» PROBLEM DESCRIPTION
In the passage on integer-distance points, copy word for word the stretch that starts with "Find a set of" and stops after "most two points.".

» PASSAGE TO READ
****
Find a set of 13 points on a 2-dimensional Cartesian plane, such that:

• the points have integer coordinates
• the distance between any two points is an integer
• no three points lie on the same straight line.

## Explanation

We can weaken the first two conditions. Suppose, that we have found a set of 13 points with rational coordinates and rational distances between every two of them. Let L be the LCM of denominators of all coordinates and distances. Then, by multiplying coordinates of every point by L, we'll get a set of points with integer coordiantes and integer distance between every two of them.

Now, let's impose an additional constraint on the set of points. We'll be looking for a set of points, all of which lie on the same circle. It's easy to see, that every three points from this set will not lie on the same line, because a straight line intersects a circle in at most two points.

As a simplification, we may further assume that the points lie on a circle of unit radius, whose center is at the origin. Then the coordinates of the points may be written in the following form:

$x_{i}=\cos \alpha _{i}$ , $y_{i}=\sin \alpha _{i}$ , ${\mbox{for}}i=1,\ldots ,13$ The distance between i-th and j-th points is: ${\sqrt {(\cos \alpha _{i}-\cos \alpha _{j})^{2}+(\sin \alpha _{i}-\sin \alpha _{j})^{2}}}={\sqrt {2-2\cos(\alpha _{i}-\alpha _{j})}}=2{\sqrt {\frac {1-\cos(\alpha _{i}-\alpha _{j})}{2}}}=2\sin \left({\frac {\alpha _{i}-\alpha _{j}}{2}}\right)$ If we add the constraint, that every $\sin {\frac {\alpha _{i}}{2}}$ and $\cos {\frac {\alpha _{i}}{2}}$ are rational, then the points will have rational coordiantes, and distance between any two of them will be rational, too.

Let $\sin \left({\frac {\alpha _{i}}{2}}\right)={\frac {p_{i}}{q_{i}}}$ , for some integers $p_{i}$ and $q_{i}$ .

Then $\cos \left({\frac {\alpha _{i}}{2}}\right)={\frac {\sqrt {q_{i}^{2}-p_{i}^{2}}}{q_{i}}}$ . This value will be rational if $q_{i}^{2}-p_{i}^{2}=r_{i}^{2}$ , for some integer $r_{i}$ .

So, what we are now really looking for if is just a set of pythagorean triples $(r_{i},p_{i},q_{i})$ , that is integers, which satisfy the equation: $r_{i}^{2}+p_{i}^{2}=q_{i}^{2}$ .

Having found a few of them (by e.g. brute force enumeration), you can express the coordinates of points:

$x_{i}={\frac {r_{i}^{2}-p_{i}^{2}}{q_{i}^{2}}}$ , $y_{i}={\frac {2p_{i}r_{i}}{q_{i}^{2}}}$ .

## Output

0 180
0 3876
432 0
432 4056
1615 0
1615 4056
2047 180
2047 3876
2511 3528
2511 528
2880 1020
2880 3036
3136 2028
****
» STORED RECORDS
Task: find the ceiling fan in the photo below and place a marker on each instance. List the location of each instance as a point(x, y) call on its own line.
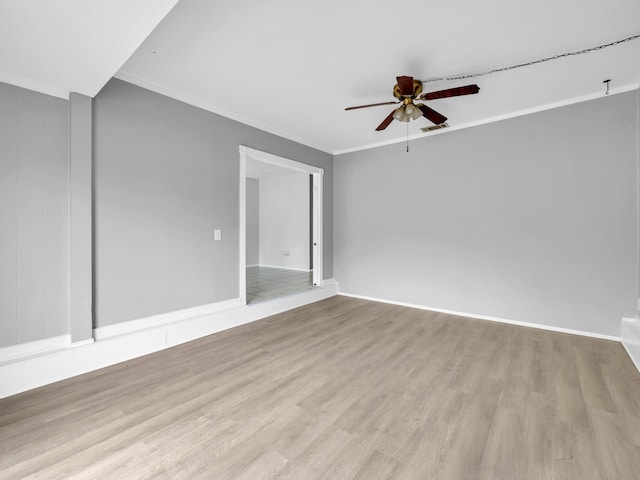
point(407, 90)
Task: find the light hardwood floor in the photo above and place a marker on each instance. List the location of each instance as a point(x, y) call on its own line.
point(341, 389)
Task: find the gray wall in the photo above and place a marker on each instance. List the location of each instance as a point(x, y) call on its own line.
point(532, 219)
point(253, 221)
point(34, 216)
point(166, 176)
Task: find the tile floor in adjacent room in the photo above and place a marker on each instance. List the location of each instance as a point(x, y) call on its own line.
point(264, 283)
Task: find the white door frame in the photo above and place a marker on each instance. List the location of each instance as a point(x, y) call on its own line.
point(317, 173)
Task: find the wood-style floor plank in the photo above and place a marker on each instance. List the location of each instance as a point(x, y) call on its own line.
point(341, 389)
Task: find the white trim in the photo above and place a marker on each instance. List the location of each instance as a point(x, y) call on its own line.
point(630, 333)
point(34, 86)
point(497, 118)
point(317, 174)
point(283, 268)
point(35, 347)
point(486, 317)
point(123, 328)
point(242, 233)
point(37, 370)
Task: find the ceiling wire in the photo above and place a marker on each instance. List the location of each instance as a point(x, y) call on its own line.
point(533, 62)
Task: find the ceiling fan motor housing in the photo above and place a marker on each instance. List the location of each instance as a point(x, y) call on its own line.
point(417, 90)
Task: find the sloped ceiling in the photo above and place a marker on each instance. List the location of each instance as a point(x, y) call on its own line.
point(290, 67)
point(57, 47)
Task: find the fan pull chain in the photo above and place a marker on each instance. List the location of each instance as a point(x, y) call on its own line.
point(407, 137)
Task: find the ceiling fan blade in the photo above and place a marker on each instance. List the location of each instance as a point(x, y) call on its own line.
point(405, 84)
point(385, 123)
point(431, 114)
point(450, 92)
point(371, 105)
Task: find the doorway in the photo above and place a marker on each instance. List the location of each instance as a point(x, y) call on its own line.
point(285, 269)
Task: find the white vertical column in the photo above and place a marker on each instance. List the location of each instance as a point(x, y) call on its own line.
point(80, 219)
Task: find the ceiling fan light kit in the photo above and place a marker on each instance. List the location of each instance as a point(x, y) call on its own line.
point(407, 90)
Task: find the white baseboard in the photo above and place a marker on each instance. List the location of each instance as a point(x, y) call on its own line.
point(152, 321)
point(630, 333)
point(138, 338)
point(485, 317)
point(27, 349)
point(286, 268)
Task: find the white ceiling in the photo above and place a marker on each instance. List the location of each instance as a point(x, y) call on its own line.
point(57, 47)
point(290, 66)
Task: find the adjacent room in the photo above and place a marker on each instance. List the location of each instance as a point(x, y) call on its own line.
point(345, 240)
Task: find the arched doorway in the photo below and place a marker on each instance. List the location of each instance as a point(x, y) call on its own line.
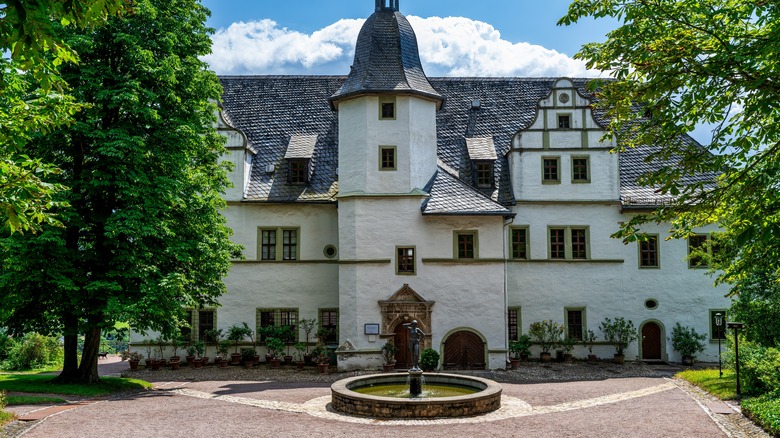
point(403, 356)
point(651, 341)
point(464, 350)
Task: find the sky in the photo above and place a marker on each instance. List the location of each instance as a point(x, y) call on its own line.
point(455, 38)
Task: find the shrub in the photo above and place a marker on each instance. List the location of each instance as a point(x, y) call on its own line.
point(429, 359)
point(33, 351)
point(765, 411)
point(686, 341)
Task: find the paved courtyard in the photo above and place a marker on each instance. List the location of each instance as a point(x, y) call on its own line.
****
» REPLY TO THE TASK
Find a set of 13 points on a 2-dimensional Cartesian plane, such that:

• the points have integer coordinates
• the distance between any two points is an integer
• no three points lie on the same straight line.

## Explanation

We can weaken the first two conditions. Suppose, that we have found a set of 13 points with rational coordinates and rational distances between every two of them. Let L be the LCM of denominators of all coordinates and distances. Then, by multiplying coordinates of every point by L, we'll get a set of points with integer coordiantes and integer distance between every two of them.

Now, let's impose an additional constraint on the set of points. We'll be looking for a set of points, all of which lie on the same circle. It's easy to see, that every three points from this set will not lie on the same line, because a straight line intersects a circle in at most two points.